> **Vorgegebener Text**:
Gemeinwohlorientiertes Eisenbahninfrastruktur-unternehmen: Regionalisierung der Schieneninfrastruktur forcieren

Auf der Bahnstrecke Flensburg – Eckernförde – Kiel besteht derzeit kein durchgehender Schienenverkehr – und das wird noch mindestens 2 Jahre so bleiben. Schon zuvor wurde der Schienenverkehr zwischen der drittgrößten und der größten schleswig-holsteinischen Stadt Jahr um Jahr unzuverlässiger. Die Errichtung der neuen Schleibrücke ist immer wieder verschoben worden. Im April diesen Jahres ist der Klappteil der alten Brücke ausgehoben worden, lange vor der Inbetriebnahme der neuen.

Nach Lübeck kommen Fahrgäste immerhin noch per Bahn. Doch das immer schlechter. Bahnübergangs-, Weichen- und Signalstörungen sowie Langsamfahrstellen wegen Schäden an den Gleisen – die Bahnstrecke ist in die Jahre gekommen, die technischen Probleme häufen sich. Dabei sollte die Bahnstrecke längst ausgebaut sein. Das Land Schleswig-Holstein und die NAH.SH möchten den Schienenverkehr zwischen den beiden größten Städten des Landes schon seit dem Jahr 1996 attraktiver machen. Doch bisher konnten nur ein Elektronisches Stellwerk (ESTW) und eine erste Ausbaustufe mit der Kreuzungsstation Kiel-Elmschenhagen und dem Streckenabschnitt Preetz – Ascheberg umgesetzt werden. Zu geringe Planungskapazitäten, zu geringe Investitionsmittel. Mit der Errichtung des ESTW ist zudem die Anzahl der Gleise, der Weichen und der Signale reduziert worden. Mit entsprechenden Folgen für die Zuverlässigkeit.

Von Lübeck kommen Fahrgäste mit der Regionalbahn-Linie 85 nur noch bis Neustadt. Der Streckenabschnitt Puttgarden – Neustadt ist seit dem 01. September 2022 gesperrt, obwohl die Bauarbeiten zur Errichtung der Schienenhinterlandanbindung der Festen Fehmarnbeltquerung bisher noch nicht begonnen haben. Das Land Schleswig-Holstein zahlte zuletzt für die Regionalbahn-Linie 85 Puttgarden – Lübeck mehr als 3 Millionen Euro Trassengebühren jährlich, DB Netz soll aber über Jahre nur 100.000 Euro jährlich für die Instandhaltung aufgewendet haben, obwohl man intern von 700.000 Euro Bedarf ausging.

Wo bleiben die Trassen- und Stationsgebühren, die das Land Schleswig-Holstein und die NAH.SH jedes Jahr zahlen? Im Jahr 2018 immerhin mehr als 150 Millionen Euro.

Einträge zum Zeigen und Beschriften
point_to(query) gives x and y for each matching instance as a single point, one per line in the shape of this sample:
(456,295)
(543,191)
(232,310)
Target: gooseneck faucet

> **Aufgabe A**: Gib aus dem Text zur Schieneninfrastruktur den Abschnitt von "Von Lübeck kommen" bis einschließlich "150 Millionen Euro." wortgetreu wieder.
> **Aufgabe B**: Welche Euro-Beträge kommen im Text zur Schieneninfrastruktur vor? Zähl alle auf.

> **Erwartete Antwort A**:
Von Lübeck kommen Fahrgäste mit der Regionalbahn-Linie 85 nur noch bis Neustadt. Der Streckenabschnitt Puttgarden – Neustadt ist seit dem 01. September 2022 gesperrt, obwohl die Bauarbeiten zur Errichtung der Schienenhinterlandanbindung der Festen Fehmarnbeltquerung bisher noch nicht begonnen haben. Das Land Schleswig-Holstein zahlte zuletzt für die Regionalbahn-Linie 85 Puttgarden – Lübeck mehr als 3 Millionen Euro Trassengebühren jährlich, DB Netz soll aber über Jahre nur 100.000 Euro jährlich für die Instandhaltung aufgewendet haben, obwohl man intern von 700.000 Euro Bedarf ausging.

Wo bleiben die Trassen- und Stationsgebühren, die das Land Schleswig-Holstein und die NAH.SH jedes Jahr zahlen? Im Jahr 2018 immerhin mehr als 150 Millionen Euro.

> **Erwartete Antwort B**:
- mehr als 3 Millionen Euro
- 100.000 Euro
- 700.000 Euro
- mehr als 150 Millionen Euro